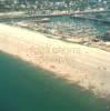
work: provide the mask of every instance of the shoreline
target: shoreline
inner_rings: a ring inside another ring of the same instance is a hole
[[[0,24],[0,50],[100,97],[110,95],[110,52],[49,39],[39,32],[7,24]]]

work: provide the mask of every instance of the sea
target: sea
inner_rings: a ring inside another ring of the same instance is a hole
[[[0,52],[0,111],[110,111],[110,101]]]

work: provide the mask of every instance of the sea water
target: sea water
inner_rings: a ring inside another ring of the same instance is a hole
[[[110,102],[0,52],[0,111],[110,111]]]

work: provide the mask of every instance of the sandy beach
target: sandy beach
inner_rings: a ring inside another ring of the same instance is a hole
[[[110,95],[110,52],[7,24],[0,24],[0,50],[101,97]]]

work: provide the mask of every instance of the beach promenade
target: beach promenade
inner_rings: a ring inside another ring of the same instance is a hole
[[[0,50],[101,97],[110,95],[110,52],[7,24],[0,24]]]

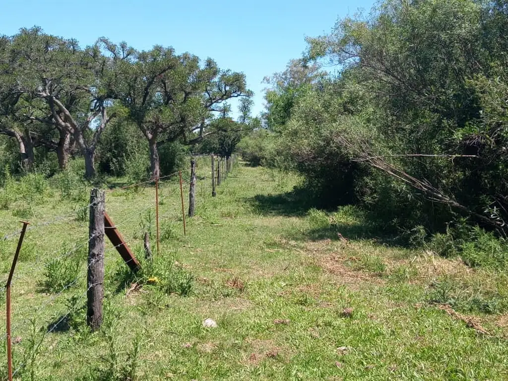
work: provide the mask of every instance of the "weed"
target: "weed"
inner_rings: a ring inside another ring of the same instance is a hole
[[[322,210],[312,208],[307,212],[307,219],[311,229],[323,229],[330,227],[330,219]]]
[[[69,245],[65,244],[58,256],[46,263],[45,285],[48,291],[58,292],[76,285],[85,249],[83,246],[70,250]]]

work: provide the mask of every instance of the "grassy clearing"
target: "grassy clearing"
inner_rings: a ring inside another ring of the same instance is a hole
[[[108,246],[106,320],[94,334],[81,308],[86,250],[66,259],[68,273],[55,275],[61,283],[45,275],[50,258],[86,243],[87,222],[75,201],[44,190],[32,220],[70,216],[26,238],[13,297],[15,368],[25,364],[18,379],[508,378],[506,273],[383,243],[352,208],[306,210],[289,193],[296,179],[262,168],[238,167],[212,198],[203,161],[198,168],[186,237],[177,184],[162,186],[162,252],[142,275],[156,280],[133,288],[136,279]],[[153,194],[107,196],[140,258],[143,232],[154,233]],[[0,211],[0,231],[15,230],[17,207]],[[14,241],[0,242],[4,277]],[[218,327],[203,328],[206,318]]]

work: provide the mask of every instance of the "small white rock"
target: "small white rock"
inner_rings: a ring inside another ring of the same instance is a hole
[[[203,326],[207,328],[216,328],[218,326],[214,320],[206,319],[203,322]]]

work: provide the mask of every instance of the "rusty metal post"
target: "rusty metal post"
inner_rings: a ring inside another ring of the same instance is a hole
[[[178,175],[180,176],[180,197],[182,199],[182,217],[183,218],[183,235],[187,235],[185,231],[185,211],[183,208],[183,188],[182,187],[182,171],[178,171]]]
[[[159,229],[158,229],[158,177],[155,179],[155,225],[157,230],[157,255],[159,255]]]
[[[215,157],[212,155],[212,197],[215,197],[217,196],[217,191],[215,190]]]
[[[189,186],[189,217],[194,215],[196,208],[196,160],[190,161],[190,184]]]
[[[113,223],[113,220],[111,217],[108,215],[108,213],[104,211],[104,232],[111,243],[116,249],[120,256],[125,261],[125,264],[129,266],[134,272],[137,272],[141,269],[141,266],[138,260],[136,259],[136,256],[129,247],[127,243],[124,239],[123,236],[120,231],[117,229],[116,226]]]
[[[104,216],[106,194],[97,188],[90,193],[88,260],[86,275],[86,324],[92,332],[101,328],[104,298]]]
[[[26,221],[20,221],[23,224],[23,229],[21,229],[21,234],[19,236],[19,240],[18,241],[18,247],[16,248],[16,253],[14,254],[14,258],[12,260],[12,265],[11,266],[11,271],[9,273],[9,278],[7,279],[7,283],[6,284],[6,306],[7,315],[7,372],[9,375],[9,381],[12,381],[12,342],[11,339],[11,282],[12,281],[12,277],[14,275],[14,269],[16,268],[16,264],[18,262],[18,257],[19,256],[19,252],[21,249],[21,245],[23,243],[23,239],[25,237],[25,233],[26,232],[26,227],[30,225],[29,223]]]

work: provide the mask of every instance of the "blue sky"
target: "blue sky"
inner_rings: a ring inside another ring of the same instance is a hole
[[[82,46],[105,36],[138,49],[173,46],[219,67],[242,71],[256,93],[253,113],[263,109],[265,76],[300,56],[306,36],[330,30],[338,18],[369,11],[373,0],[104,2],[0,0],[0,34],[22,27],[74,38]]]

= = = = =

What is asked: Rewrite all of the rows above, changing "provide the mask" to "give the polygon outline" wherever it occurs and keeping every other character as it is. Leave out the picture markers.

Result of this exercise:
work: give the polygon outline of every instance of the shoreline
target: shoreline
inner_rings: a ring inside another ring of the same instance is a hole
[[[0,24],[0,50],[100,97],[110,95],[110,52],[49,39],[39,32],[7,24]]]

work: give the polygon outline of every instance of the sea
target: sea
inner_rings: a ring inside another ring of the same instance is a hole
[[[0,52],[0,111],[110,111],[110,101]]]

work: give the polygon outline of every instance of the sea water
target: sea water
inner_rings: a ring inside another ring of the same instance is a hole
[[[110,102],[0,52],[0,111],[110,111]]]

work: give the polygon outline of every instance of the sandy beach
target: sandy beach
inner_rings: a ring inside another ring of the same instance is a hole
[[[110,95],[110,52],[7,24],[0,24],[0,50],[101,97]]]

work: give the polygon outline of every instance of the beach promenade
target: beach promenade
inner_rings: a ring inside another ring of the same instance is a hole
[[[0,50],[101,97],[110,95],[110,52],[7,24],[0,24]]]

work: give the polygon outline of every instance of the "weed"
target: "weed"
inner_rings: a ring inside another ring of the same instance is a hole
[[[322,210],[312,208],[307,212],[307,219],[311,229],[323,229],[330,227],[330,219]]]
[[[69,245],[65,244],[58,256],[46,263],[45,285],[48,291],[58,292],[76,285],[85,249],[83,246],[70,250]]]

work: give the polygon outline of every instance of the "grassy clearing"
target: "grassy clearing"
inner_rings: a ring inside another ring of the same instance is a hole
[[[108,246],[106,320],[94,334],[81,308],[86,250],[66,259],[68,273],[55,275],[61,283],[45,275],[50,258],[86,243],[87,222],[75,201],[44,190],[32,220],[70,216],[26,238],[13,297],[15,368],[25,364],[18,379],[508,378],[506,273],[383,243],[352,208],[306,210],[289,193],[296,179],[262,168],[238,167],[212,198],[203,161],[198,168],[186,237],[177,184],[162,186],[162,252],[142,275],[156,280],[133,288],[136,279]],[[153,194],[107,196],[140,258],[143,232],[154,233]],[[0,211],[0,231],[15,230],[17,207]],[[14,241],[0,242],[4,277]],[[218,327],[203,328],[206,318]]]

work: give the polygon outline of every instance of the "small white rock"
target: "small white rock"
inner_rings: a ring inside another ring of the same instance is a hole
[[[203,326],[207,328],[216,328],[218,326],[214,320],[206,319],[203,322]]]

work: give the polygon outline of every instance of the "rusty metal post"
target: "rusty metal post"
inner_rings: a ring inside another ring of the same instance is a hole
[[[178,175],[180,176],[180,197],[182,199],[182,217],[183,218],[183,235],[187,235],[185,231],[185,211],[183,208],[183,188],[182,187],[182,171],[178,171]]]
[[[159,229],[158,229],[158,177],[155,179],[155,225],[157,230],[157,255],[159,255]]]
[[[215,157],[212,155],[212,197],[215,197],[217,196],[217,191],[215,190]]]
[[[189,186],[189,217],[194,215],[196,208],[196,160],[190,161],[190,184]]]
[[[113,223],[113,220],[111,217],[108,215],[108,213],[104,211],[104,232],[111,243],[116,249],[120,256],[125,261],[125,264],[129,266],[134,272],[137,272],[141,269],[141,266],[138,260],[136,259],[136,256],[129,247],[127,243],[124,239],[123,236],[120,231],[117,229],[116,226]]]
[[[104,216],[106,194],[97,188],[90,193],[88,260],[86,275],[86,324],[92,332],[101,328],[104,298]]]
[[[26,221],[20,221],[23,224],[23,229],[21,229],[21,234],[19,236],[19,240],[18,241],[18,247],[16,248],[16,253],[14,254],[14,258],[12,260],[12,265],[11,266],[11,271],[9,273],[9,278],[7,279],[7,283],[6,284],[6,306],[7,315],[7,372],[9,375],[9,381],[12,381],[12,342],[11,339],[11,282],[12,281],[12,277],[14,275],[14,269],[16,268],[16,264],[18,262],[18,257],[19,256],[19,252],[21,249],[21,245],[23,243],[23,239],[25,237],[25,233],[26,232],[26,227],[30,225],[29,223]]]

work: give the polygon outline of every instance of the "blue sky"
target: "blue sky"
inner_rings: a ring inside another ring of the same instance is a hole
[[[82,46],[105,36],[138,49],[173,46],[219,67],[242,71],[256,93],[253,113],[263,109],[265,76],[300,56],[306,36],[330,30],[338,18],[369,11],[373,0],[104,2],[0,0],[0,34],[22,27],[74,38]]]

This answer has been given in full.